#### [GOAL]
Format the records below as a Markdown table with the columns "No." and "Text," giving each line a number and skipping blank lines. Start at the first line of the records and stop after the line containing "[252,105,390,213]".

[Stored records]
....

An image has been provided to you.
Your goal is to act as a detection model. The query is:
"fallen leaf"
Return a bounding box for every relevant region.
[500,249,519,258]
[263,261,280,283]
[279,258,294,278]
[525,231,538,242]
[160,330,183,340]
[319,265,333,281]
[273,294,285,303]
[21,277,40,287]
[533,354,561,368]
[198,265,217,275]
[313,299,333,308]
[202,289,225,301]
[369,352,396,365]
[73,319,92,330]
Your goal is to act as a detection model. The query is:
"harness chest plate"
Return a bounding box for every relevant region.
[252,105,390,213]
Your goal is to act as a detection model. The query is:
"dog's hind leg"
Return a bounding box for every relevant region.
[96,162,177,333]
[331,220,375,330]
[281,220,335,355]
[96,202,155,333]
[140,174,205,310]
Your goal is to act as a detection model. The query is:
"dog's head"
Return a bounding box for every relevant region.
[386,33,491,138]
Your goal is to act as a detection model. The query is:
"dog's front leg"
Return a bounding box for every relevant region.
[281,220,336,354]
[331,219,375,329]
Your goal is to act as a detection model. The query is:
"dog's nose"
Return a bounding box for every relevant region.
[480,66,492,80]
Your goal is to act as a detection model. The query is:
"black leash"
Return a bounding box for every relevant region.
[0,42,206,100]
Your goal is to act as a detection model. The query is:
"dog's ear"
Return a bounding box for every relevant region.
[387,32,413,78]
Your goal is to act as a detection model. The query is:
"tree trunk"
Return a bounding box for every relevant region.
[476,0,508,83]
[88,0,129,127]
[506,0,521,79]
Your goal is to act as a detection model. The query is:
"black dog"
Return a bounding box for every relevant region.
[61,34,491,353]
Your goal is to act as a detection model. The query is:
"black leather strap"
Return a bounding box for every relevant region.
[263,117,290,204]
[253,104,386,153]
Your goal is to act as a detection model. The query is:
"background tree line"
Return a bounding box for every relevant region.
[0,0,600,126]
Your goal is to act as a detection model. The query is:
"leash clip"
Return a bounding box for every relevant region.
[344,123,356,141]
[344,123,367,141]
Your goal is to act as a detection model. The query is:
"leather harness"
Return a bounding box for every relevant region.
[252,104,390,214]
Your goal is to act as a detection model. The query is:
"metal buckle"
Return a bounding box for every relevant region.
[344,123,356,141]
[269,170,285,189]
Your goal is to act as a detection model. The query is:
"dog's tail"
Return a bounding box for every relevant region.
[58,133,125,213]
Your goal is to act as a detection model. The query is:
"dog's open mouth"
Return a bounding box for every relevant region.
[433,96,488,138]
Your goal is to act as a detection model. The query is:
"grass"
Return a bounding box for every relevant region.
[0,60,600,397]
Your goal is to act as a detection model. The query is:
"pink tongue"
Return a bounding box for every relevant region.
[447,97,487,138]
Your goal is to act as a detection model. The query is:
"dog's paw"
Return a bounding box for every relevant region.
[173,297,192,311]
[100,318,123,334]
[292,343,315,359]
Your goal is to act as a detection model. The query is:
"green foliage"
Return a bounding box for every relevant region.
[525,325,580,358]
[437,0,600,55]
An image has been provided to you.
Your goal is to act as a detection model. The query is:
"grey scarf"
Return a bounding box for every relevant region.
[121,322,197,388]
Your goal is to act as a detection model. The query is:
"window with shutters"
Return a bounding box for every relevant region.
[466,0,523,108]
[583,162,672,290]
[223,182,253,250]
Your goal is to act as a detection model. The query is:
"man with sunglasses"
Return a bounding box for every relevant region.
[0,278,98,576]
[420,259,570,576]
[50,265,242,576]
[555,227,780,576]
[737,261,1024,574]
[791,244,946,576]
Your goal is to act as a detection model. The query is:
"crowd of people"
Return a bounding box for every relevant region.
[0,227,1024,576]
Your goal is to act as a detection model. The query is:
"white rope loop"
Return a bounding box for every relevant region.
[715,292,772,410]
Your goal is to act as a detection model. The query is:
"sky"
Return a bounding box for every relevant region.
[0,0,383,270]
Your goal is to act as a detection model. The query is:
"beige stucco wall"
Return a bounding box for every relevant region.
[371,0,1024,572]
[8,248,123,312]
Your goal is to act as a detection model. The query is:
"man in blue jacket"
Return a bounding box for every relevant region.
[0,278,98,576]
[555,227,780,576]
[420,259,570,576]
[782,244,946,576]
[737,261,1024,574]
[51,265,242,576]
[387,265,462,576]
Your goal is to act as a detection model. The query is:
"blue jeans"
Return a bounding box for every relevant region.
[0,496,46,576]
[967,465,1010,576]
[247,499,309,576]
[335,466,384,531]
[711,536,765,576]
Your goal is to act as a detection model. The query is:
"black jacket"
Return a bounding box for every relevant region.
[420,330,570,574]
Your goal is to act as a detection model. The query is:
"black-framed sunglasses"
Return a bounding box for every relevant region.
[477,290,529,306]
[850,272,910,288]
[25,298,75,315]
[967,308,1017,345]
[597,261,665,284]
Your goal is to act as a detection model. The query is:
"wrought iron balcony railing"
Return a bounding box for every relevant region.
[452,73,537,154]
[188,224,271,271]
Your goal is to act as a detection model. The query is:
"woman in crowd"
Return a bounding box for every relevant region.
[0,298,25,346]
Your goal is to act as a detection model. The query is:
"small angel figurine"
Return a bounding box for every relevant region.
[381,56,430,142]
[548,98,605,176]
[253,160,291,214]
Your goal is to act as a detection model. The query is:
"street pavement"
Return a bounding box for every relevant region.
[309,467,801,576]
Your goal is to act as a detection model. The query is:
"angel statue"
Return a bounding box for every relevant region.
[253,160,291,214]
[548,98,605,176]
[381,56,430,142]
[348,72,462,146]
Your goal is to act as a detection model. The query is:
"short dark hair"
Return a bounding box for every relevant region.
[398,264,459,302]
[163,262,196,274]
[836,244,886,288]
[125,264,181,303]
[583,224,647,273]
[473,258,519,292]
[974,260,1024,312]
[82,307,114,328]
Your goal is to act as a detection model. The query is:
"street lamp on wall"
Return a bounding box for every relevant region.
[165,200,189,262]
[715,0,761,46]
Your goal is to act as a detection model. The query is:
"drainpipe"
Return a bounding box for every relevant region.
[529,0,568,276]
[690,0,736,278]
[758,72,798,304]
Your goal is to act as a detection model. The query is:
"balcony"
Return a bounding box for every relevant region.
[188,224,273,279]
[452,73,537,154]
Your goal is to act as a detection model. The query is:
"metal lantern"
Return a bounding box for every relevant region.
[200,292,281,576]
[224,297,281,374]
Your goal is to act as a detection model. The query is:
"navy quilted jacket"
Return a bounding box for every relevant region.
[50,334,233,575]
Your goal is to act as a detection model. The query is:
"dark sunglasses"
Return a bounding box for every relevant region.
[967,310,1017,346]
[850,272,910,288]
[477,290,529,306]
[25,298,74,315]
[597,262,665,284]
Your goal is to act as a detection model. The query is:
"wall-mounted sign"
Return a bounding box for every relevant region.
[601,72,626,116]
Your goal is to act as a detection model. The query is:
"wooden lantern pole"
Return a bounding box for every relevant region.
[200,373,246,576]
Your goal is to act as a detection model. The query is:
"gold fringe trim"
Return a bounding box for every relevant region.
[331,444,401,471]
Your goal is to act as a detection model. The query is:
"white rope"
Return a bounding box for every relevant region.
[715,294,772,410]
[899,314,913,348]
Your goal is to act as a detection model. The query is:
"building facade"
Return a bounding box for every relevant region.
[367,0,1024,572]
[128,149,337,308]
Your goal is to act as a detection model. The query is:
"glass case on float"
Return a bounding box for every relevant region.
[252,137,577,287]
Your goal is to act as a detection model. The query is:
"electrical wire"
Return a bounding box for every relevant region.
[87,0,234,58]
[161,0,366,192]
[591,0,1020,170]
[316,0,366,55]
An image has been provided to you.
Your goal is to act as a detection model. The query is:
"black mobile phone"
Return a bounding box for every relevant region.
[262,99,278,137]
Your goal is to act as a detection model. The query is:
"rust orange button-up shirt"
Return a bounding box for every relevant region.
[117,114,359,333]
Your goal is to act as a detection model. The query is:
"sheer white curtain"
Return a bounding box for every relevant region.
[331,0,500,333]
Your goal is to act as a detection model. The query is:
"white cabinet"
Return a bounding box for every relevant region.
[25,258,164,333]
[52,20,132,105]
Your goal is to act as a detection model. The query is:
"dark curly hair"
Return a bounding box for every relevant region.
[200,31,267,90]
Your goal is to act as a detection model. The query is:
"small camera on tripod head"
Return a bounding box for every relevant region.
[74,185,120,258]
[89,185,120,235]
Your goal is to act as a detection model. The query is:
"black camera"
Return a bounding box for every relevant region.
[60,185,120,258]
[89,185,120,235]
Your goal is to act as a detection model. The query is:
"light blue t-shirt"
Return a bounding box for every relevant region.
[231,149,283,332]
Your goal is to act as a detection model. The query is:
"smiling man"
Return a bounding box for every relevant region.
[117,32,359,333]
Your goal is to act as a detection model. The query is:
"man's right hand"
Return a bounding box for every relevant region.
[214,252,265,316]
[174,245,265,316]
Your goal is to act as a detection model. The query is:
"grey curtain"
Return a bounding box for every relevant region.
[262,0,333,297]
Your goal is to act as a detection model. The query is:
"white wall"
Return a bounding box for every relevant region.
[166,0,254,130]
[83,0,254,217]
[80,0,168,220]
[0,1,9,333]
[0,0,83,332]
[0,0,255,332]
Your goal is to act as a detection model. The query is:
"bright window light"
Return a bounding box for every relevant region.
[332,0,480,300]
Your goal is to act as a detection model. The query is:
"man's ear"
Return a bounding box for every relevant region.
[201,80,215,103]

....

#### [ANSWER FOR THIS EXERCISE]
| No. | Text |
|---|---|
| 1 | An image has been provided to you. |
| 2 | Your goal is to act as a detection model. The query is: |
| 3 | "fallen leaf" |
| 4 | Return a bounding box for every relevant region. |
| 5 | [500,249,519,258] |
| 6 | [263,261,280,283] |
| 7 | [279,258,294,278] |
| 8 | [525,231,538,242] |
| 9 | [160,330,183,340] |
| 10 | [319,265,333,281] |
| 11 | [273,294,285,303] |
| 12 | [21,277,40,287] |
| 13 | [533,354,561,368] |
| 14 | [198,265,217,275] |
| 15 | [313,299,333,308] |
| 16 | [202,289,225,301] |
| 17 | [369,352,396,365] |
| 18 | [73,319,92,330] |
| 19 | Your goal is to act as a detection model. The query is: |
| 20 | "harness chest plate" |
| 21 | Return a bounding box for every relevant region. |
| 22 | [252,105,390,213] |